**Your task**
According to the text on the birth of Philip Augustus's heir, when did Queen Isabelle give birth to a boy?
*** Extract to read Section Begins ***
In September 1187 Philip Augustus was twenty-two and he had already been on the throne for seven years. As was the custom of the ruling Capetian family he had been crowned and associated with the throne during his father’s lifetime, but the elderly Louis VII had died within months of the coronation, leaving the fifteen-year-old Philip in sole charge of a small French kingdom sandwiched precariously between the Holy Roman Empire to the east and the Plantagenet domains to the west. These were held by a rapacious Henry II of England and they sprawled all the way from the Scottish border to the Pyrenees; Henry controlled more of France than Philip did.

That Philip had so far survived, managed to hold his own and even made a few gains against his vastly more experienced opposite number was a positive sign for the future of France, but in one crucial aspect of medieval kingship Henry held the upper hand: he had sons. Indeed, some might argue that he had too many sons – four of them survived to adulthood and they fought constantly either against him or with each other – but Henry had done more than enough to ensure the succession of his dynasty, while Philip had lived through seven childless years of marriage.

But now all that was about to change. Philip’s queen was with child and near her time, and France was holding its breath. The older citizens had lived through this before, of course: Philip himself had been a very long-awaited male heir, born to huge celebrations as Philip
Dieudonné
, the God-given, the product of his father’s third and somewhat desperate marriage. Philip had five sisters, the eldest twenty years his senior.

Queen Isabelle’s lying-in was to take place in the royal palace on the Île de la Cité, the island in the middle of the River Seine in Paris. The birthing chamber was an exclusively female space in the late twelfth century; an expectant mother would retire to a darkened room ahead of the birth, and would be shut in along with her female attendants and midwives – literally ‘confined’ – until it was all over. Husbands and fathers, even royal ones, could do nothing but wait outside for news, and Philip was no exception.

Giving birth was a painful and dangerous experience which as many as one woman in eight did not survive, so prayers were said both inside and outside the palace as nobles, citizens and clergy awaited the heir. The queen’s labour began, and in the early evening of 5 September 1187 she gave birth to a boy. She is said to have wept for joy on being informed of the baby’s sex, as well she might. As the news filtered out of the chamber, raced around the palace and spread throughout Paris, bells began to ring. Even the normally sober chronicler Rigord was moved to emotion: the city was filled with such great happiness, he tells us, that for seven days and nights the whole population did not stop singing, dancing and offering praises to God; messengers were sent out to all the provinces to announce the king’s great joy. Once again the crown could pass from father to son in a line unbroken since Hugh Capet’s accession in 987. Philip could accept the congratulations of his nobles and start work on his dynastic plans.
*** Extract to read Section Ends ***
*** Dataset excerpts Section Begins ***
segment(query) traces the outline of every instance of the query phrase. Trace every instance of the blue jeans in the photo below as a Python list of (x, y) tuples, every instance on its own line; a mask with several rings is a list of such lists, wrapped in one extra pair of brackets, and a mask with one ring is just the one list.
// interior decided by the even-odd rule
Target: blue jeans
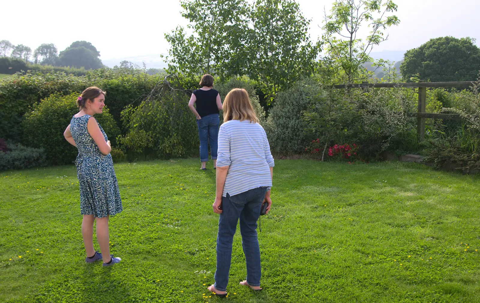
[(210, 141), (212, 159), (216, 159), (218, 150), (218, 114), (212, 114), (197, 120), (198, 137), (200, 139), (200, 161), (208, 161), (208, 141)]
[(216, 270), (215, 288), (226, 291), (232, 258), (233, 235), (240, 218), (240, 233), (247, 263), (247, 282), (260, 286), (262, 269), (260, 249), (257, 237), (257, 220), (260, 216), (262, 203), (266, 193), (266, 186), (257, 187), (241, 194), (222, 197), (222, 209), (216, 237)]

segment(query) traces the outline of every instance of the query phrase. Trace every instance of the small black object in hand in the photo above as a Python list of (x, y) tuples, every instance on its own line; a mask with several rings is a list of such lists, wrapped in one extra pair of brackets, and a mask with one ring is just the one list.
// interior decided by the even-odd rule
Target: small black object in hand
[(264, 216), (267, 212), (267, 207), (268, 207), (268, 203), (264, 202), (262, 205), (262, 210), (260, 210), (260, 216)]

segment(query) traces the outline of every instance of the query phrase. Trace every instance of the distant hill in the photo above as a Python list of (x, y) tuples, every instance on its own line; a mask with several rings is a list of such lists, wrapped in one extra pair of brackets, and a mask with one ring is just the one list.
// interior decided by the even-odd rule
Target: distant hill
[(403, 55), (406, 50), (382, 50), (372, 51), (370, 53), (370, 57), (375, 60), (383, 59), (390, 61), (400, 61), (403, 60)]
[(120, 65), (120, 62), (124, 60), (130, 61), (140, 67), (143, 67), (144, 63), (147, 69), (150, 68), (161, 69), (167, 67), (167, 63), (163, 61), (162, 58), (160, 58), (160, 54), (156, 54), (106, 60), (102, 58), (102, 62), (108, 67), (113, 67), (115, 65)]

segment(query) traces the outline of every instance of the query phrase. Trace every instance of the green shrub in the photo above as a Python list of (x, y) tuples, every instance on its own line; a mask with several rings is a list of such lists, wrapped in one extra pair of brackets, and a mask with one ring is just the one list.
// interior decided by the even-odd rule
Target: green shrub
[(110, 152), (110, 154), (112, 156), (113, 162), (122, 162), (127, 160), (127, 155), (120, 148), (114, 147), (112, 147), (112, 150)]
[(47, 165), (43, 148), (26, 147), (19, 144), (9, 145), (10, 150), (0, 152), (0, 170), (24, 170)]
[(304, 151), (314, 136), (305, 131), (309, 125), (303, 119), (303, 112), (311, 107), (312, 98), (322, 92), (318, 82), (309, 78), (278, 93), (264, 126), (273, 152), (288, 154)]
[(24, 115), (42, 99), (56, 93), (78, 93), (87, 86), (84, 77), (58, 72), (17, 73), (0, 80), (0, 138), (18, 141), (22, 137), (20, 124)]
[[(240, 78), (233, 78), (230, 79), (228, 82), (225, 84), (219, 83), (215, 84), (214, 88), (218, 91), (220, 97), (222, 99), (222, 102), (225, 99), (225, 97), (230, 90), (234, 88), (244, 88), (248, 92), (248, 96), (250, 98), (250, 101), (253, 107), (255, 113), (257, 114), (257, 118), (260, 121), (260, 124), (264, 126), (266, 122), (265, 119), (265, 110), (260, 105), (258, 96), (255, 93), (255, 88), (252, 81), (250, 80), (246, 76), (244, 76)], [(223, 122), (223, 111), (221, 110), (220, 112), (220, 124)]]
[(122, 120), (128, 133), (120, 141), (128, 148), (129, 158), (135, 152), (142, 158), (165, 158), (196, 150), (200, 142), (195, 116), (187, 106), (189, 98), (183, 92), (164, 91), (136, 107), (127, 107)]
[[(49, 163), (71, 163), (75, 160), (77, 149), (65, 139), (63, 132), (72, 117), (78, 112), (75, 103), (78, 97), (76, 93), (51, 95), (35, 104), (25, 114), (22, 123), (24, 141), (28, 145), (45, 148)], [(104, 107), (103, 113), (95, 118), (114, 146), (120, 130), (108, 109)]]

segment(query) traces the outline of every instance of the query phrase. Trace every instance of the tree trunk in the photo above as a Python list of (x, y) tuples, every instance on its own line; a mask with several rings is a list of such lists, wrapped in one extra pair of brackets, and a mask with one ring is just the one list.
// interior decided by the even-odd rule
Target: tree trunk
[(322, 154), (322, 162), (324, 161), (324, 157), (325, 156), (325, 150), (327, 149), (327, 145), (328, 144), (328, 137), (327, 137), (326, 142), (325, 143), (325, 147), (324, 147), (324, 152)]

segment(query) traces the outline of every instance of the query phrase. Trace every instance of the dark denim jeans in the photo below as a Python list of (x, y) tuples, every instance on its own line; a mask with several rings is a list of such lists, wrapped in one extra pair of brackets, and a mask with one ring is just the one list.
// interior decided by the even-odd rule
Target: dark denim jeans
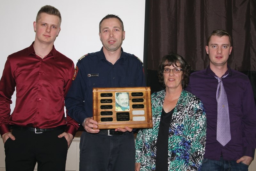
[(219, 160), (204, 158), (201, 171), (248, 171), (249, 166), (235, 160), (225, 160), (222, 157)]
*** Dataset excerpts Section Ends ***
**Task output**
In the early evening of 5 September 1187.